═══ MATERIAL SHOWN
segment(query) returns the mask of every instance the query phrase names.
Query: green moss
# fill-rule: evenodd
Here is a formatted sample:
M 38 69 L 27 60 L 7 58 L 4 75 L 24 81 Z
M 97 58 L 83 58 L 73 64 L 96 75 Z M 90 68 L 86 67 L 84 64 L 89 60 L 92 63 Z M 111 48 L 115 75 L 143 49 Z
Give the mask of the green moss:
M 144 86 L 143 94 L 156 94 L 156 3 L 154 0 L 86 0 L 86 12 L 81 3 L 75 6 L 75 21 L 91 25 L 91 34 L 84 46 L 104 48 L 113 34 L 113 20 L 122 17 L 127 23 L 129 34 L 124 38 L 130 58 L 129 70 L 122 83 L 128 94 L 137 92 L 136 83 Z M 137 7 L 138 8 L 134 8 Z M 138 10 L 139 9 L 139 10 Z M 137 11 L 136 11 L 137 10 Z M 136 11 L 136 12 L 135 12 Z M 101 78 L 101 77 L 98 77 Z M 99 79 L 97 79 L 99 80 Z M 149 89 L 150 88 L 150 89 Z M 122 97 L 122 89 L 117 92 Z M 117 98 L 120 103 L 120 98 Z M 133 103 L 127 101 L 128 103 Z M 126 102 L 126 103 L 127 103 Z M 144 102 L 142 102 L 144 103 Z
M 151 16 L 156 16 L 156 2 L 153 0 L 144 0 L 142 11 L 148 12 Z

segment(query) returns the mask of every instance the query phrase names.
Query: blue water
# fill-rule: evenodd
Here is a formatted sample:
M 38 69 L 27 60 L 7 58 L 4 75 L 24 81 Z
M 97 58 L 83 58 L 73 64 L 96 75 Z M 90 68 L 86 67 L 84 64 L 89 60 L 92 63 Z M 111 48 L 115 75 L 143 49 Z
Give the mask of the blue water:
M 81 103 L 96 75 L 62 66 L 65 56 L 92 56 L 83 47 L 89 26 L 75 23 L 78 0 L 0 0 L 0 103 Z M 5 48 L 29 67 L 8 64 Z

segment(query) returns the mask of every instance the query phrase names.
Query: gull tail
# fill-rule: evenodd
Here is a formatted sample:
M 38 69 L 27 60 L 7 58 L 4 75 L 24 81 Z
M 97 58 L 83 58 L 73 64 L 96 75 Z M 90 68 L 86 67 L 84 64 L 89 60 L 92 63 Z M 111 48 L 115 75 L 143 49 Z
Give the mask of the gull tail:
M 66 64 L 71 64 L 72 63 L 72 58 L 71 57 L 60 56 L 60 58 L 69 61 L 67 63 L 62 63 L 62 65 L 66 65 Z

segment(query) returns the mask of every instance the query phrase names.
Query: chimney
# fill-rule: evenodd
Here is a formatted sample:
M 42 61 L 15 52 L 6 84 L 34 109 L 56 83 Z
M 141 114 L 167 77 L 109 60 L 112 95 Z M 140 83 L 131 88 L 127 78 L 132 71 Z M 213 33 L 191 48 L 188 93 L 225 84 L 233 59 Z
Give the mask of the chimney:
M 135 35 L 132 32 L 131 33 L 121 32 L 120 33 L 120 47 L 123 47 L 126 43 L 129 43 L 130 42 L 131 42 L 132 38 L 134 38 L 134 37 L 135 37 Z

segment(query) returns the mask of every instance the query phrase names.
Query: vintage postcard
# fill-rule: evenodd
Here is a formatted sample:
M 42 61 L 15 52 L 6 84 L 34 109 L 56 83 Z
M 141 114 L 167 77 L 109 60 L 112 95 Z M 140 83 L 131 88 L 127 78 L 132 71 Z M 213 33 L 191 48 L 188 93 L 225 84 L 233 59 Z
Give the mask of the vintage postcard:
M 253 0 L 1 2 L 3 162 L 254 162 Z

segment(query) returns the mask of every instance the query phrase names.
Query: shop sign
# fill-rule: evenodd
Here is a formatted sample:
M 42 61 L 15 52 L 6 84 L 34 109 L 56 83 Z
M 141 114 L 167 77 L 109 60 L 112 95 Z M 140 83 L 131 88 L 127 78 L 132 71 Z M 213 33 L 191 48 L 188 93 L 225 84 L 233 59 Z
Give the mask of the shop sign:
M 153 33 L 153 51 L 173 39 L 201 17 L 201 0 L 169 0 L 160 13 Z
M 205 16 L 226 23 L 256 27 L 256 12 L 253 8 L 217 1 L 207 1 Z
══════
■ **TASK**: Please retype all of the source records above exactly as they appear.

■ **RESULT OF THE EXERCISE**:
segment(query) returns the mask of every instance the query phrase names.
Query: green moss
# fill-rule: evenodd
Here is a formatted sample:
M 38 69 L 27 60 L 7 58 L 4 75 L 24 81 Z
M 97 58 L 83 58 L 73 64 L 96 75 Z M 90 68 L 86 67 L 84 64 L 89 60 L 92 63 Z M 111 48 L 115 75 L 143 49 Z
Give the mask of the green moss:
M 144 86 L 143 94 L 156 94 L 156 3 L 154 0 L 86 0 L 86 12 L 81 3 L 75 6 L 75 21 L 91 25 L 91 34 L 84 46 L 104 48 L 113 34 L 113 20 L 122 17 L 127 23 L 129 34 L 124 38 L 130 58 L 129 70 L 122 83 L 128 94 L 137 92 L 136 83 Z M 137 7 L 138 8 L 134 8 Z M 138 10 L 139 9 L 139 10 Z M 137 11 L 136 11 L 137 10 Z M 136 11 L 136 12 L 135 12 Z M 101 78 L 101 77 L 98 77 Z M 99 79 L 97 79 L 99 80 Z M 149 89 L 150 88 L 150 89 Z M 122 97 L 122 89 L 117 92 Z M 117 98 L 120 103 L 120 98 Z M 133 103 L 127 101 L 128 103 Z M 126 102 L 126 103 L 127 103 Z M 144 102 L 142 102 L 144 103 Z
M 151 16 L 156 16 L 156 2 L 153 0 L 144 0 L 142 11 L 148 12 Z

segment(query) returns the mask of every instance the query phrase names.
Query: blue water
# fill-rule: evenodd
Here is a formatted sample:
M 38 69 L 27 60 L 7 58 L 4 75 L 24 81 Z
M 97 58 L 83 58 L 73 64 L 96 75 Z M 90 68 L 86 67 L 84 64 L 89 60 L 92 63 Z M 111 48 L 115 75 L 143 49 Z
Give the mask of the blue water:
M 81 103 L 96 75 L 62 66 L 65 56 L 92 56 L 83 47 L 89 26 L 75 23 L 78 0 L 0 0 L 0 103 Z M 5 48 L 29 67 L 8 64 Z

segment(query) returns the mask of every instance the query phrase names.
Query: gull tail
# fill-rule: evenodd
Here is a formatted sample:
M 38 69 L 27 60 L 7 58 L 4 75 L 24 81 Z
M 97 58 L 83 58 L 73 64 L 96 75 Z M 90 68 L 86 67 L 84 64 L 89 60 L 92 63 Z M 111 48 L 115 75 L 143 49 Z
Give the mask of the gull tail:
M 66 64 L 71 64 L 72 63 L 72 58 L 71 57 L 60 56 L 60 58 L 69 61 L 67 63 L 62 63 L 62 65 L 66 65 Z

segment(query) returns the mask of every instance the query phrase names.
Query: chimney
# fill-rule: evenodd
Here is a formatted sample:
M 42 61 L 15 52 L 6 84 L 34 109 L 56 83 Z
M 141 114 L 167 77 L 109 60 L 112 95 Z M 140 83 L 131 88 L 127 78 L 132 71 Z M 213 33 L 191 48 L 188 93 L 225 84 L 233 59 Z
Give the mask of the chimney:
M 135 35 L 132 32 L 131 33 L 121 32 L 120 33 L 120 47 L 123 47 L 126 43 L 129 43 L 130 42 L 131 42 L 132 38 L 134 38 L 134 37 L 135 37 Z

segment(query) returns the mask of every instance the query phrase names.
Query: vintage postcard
# fill-rule: evenodd
Here is a formatted sample:
M 42 61 L 15 52 L 6 84 L 34 109 L 56 83 Z
M 141 114 L 167 77 L 109 60 L 112 95 Z M 140 83 L 131 88 L 127 78 L 132 71 Z M 213 33 L 191 48 L 188 93 L 225 84 L 233 59 Z
Give the mask of the vintage postcard:
M 253 0 L 1 2 L 3 162 L 254 162 Z

segment(query) returns the mask of every instance the query phrase names.
Query: shop sign
# fill-rule: evenodd
Here is a formatted sample:
M 42 61 L 15 52 L 6 84 L 34 109 L 56 83 Z
M 141 114 L 167 77 L 109 60 L 112 95 Z M 140 83 L 131 88 L 127 78 L 132 71 Z M 213 33 L 191 48 L 188 93 L 225 84 L 233 59 Z
Give the mask of the shop sign:
M 153 33 L 153 51 L 173 39 L 201 17 L 201 0 L 169 0 L 160 13 Z
M 205 16 L 226 23 L 256 27 L 256 12 L 253 8 L 217 1 L 207 1 Z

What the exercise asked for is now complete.